Image via MEV Pro-Life.

Remembering Another Time the Media Predicted the Church Would Change: 1968

Over the last few months, especially with upcoming Synod on the Family this Fall, lots of rumors are swirling about what the Church will or will not say.  Chief among those is a speculation in some circles that the Church must, should, and is bound to adopt a new policy legitimizing communion for divorced and remarried Catholics, cohabitation as a legitimate good, and the hot-button issue of the day, a positive evaluation of homosexual unions of some sort.  Not so long ago, in the 1960s, a similar set of rumors was ruling the press of the day that the Catholic Church would join other Christian groups in recognizing a legitimate use of contraception for married couples.  I think it’s well worth pointing out some of the high points of that era to help navigate through the headlines of today.

In 1963, while Pope St. John XXIII was still alive, he initiated a special commission to study the issue of contraception. The group was called the Commission on Problems of the Family, Population, and Natality  Members of the commission included clergy, people from the medical and psychiatric fields, as well as married couples.  Their work continued even after John XXIII died, and when they had finished their study and completed their final report, it was submitted to Pope Paul VI, in 1966.  This is where the story of Humanae Vitae gets really juicy.
◆ ◆ ◆ ◆ ◆ ◆ ◆
> **AIM OF THE TASK**: Continue the article on the 1960s predictions about Church teaching on contraception, beginning right after its final sentence.

Image-grounded pointing data
◆ ◆ ◆ ◆ ◆ ◆ ◆
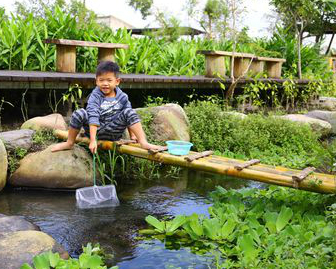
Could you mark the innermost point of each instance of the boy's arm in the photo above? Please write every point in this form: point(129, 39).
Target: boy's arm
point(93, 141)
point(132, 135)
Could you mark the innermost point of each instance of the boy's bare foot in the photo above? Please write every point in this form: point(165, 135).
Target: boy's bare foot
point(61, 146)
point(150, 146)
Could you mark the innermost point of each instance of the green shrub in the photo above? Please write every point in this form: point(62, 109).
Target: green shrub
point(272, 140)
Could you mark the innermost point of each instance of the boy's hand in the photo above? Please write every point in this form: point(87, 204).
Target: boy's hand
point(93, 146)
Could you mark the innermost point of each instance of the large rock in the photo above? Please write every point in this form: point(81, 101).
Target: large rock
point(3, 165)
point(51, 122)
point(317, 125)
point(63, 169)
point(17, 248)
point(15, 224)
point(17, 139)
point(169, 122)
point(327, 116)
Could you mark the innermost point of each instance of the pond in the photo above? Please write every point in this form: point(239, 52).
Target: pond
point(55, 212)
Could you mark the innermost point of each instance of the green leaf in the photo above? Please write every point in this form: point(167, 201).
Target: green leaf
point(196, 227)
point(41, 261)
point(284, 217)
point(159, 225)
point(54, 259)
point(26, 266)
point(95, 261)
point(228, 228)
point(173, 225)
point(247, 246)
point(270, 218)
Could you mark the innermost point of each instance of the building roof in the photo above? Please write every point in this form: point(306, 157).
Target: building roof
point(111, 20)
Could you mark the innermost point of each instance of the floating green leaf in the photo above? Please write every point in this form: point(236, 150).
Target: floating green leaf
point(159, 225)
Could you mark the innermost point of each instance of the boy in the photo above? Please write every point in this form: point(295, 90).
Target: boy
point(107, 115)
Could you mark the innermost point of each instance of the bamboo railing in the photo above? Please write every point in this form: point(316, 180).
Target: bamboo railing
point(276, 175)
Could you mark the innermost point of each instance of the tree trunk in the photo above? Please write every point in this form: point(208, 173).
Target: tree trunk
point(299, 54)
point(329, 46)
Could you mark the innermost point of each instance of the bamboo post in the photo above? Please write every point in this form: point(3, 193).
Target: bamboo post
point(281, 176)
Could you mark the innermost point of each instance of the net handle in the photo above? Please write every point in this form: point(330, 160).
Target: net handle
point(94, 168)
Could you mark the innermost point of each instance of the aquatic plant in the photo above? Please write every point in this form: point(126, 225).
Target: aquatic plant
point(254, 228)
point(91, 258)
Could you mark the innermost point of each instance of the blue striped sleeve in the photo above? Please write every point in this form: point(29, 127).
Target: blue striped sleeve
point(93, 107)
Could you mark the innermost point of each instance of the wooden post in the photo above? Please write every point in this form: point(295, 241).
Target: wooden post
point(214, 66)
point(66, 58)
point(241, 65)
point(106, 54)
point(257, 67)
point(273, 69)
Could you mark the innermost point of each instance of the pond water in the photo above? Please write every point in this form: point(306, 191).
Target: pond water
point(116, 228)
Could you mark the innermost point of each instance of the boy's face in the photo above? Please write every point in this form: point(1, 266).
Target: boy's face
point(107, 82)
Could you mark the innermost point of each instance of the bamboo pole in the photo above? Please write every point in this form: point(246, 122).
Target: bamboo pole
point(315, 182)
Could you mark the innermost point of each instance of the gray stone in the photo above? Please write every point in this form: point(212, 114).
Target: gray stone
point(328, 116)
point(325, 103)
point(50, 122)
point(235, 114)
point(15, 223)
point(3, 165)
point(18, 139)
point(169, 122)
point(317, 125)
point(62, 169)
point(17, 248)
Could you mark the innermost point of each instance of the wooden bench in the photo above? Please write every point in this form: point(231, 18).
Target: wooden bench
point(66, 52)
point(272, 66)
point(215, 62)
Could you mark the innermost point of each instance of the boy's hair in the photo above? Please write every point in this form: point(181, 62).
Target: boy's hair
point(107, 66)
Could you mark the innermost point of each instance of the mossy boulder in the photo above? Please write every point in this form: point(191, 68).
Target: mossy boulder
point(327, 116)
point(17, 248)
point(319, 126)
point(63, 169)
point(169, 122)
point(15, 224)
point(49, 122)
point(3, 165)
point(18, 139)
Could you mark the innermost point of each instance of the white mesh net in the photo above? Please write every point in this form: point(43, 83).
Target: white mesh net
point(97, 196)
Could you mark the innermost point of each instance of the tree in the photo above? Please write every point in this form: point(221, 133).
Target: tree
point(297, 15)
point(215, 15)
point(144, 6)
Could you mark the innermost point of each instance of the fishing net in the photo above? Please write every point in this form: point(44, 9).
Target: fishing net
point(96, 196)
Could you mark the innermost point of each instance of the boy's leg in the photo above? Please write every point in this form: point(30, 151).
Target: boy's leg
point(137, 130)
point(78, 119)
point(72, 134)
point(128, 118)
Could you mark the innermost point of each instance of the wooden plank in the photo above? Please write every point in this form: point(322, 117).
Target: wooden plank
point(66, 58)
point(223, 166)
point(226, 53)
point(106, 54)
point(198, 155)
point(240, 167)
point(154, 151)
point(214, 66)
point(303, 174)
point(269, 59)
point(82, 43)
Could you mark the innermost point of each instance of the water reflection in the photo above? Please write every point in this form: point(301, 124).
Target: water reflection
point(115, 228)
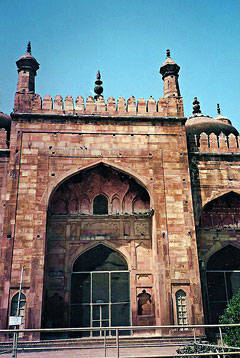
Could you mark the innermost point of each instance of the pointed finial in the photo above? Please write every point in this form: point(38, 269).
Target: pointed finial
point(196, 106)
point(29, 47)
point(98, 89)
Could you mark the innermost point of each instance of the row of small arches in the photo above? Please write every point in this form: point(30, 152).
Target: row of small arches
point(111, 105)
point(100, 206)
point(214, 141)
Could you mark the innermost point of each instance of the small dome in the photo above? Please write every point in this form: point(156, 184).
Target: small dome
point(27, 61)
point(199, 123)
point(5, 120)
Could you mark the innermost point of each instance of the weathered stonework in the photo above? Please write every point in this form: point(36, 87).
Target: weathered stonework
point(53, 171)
◆ ◆ ◆ ◆ ◆ ◆ ◆
> **REPLY TO THE TASK**:
In what is now a classic story, the report of the commission actually recommended that the Church could adopt a policy which allowed for married couples to use contraception.  They argued from a principle of totality, stating that the use of contraception in a marriage in some instances, while leaving the sexual act open to conception in the long term, and with the plan of having children during their marriage, would be morally acceptable.  There are, of course, more points to their report, but this was the critical argument.  As fate would have it, their report, or at least a part of it, was released to the press before Paul VI had issued a response.

George Weigel notes in his biography of John Paul II that while Paul VI was preparing to write Humanae Vitae, he was known to be carrying around a copy of a moral theology book written by a Polish prelate named Wojtyla. The title?  Love and Responsibility, which was a reflection by Wojtyla on sexual morality written after years of regularly meeting with young adults and married couples.  In fact, Wojtyla was supposed to be a part of the final meeting of the commission, bu this government refused to give him permission to leave the country.  Instead, he and some other Polish priests gathered and had their own commission, and wrote their own report, which affirmed the Church’s long-standing teaching on contraception.  Later, Pope St. John Paul II would give a long series of reflections on Humanae Vitae, confirming the teaching and expounding upon it at length.

In the two years between the commission’s final report and the release of the encyclical by Pope Paul VI, rumors started flying, and as the months went on, the assumption by many people was that the Church would open the door to contraception, at least by married couples.  All of this sets the background for the controversy that followed when Paul VI released his final answer to the question.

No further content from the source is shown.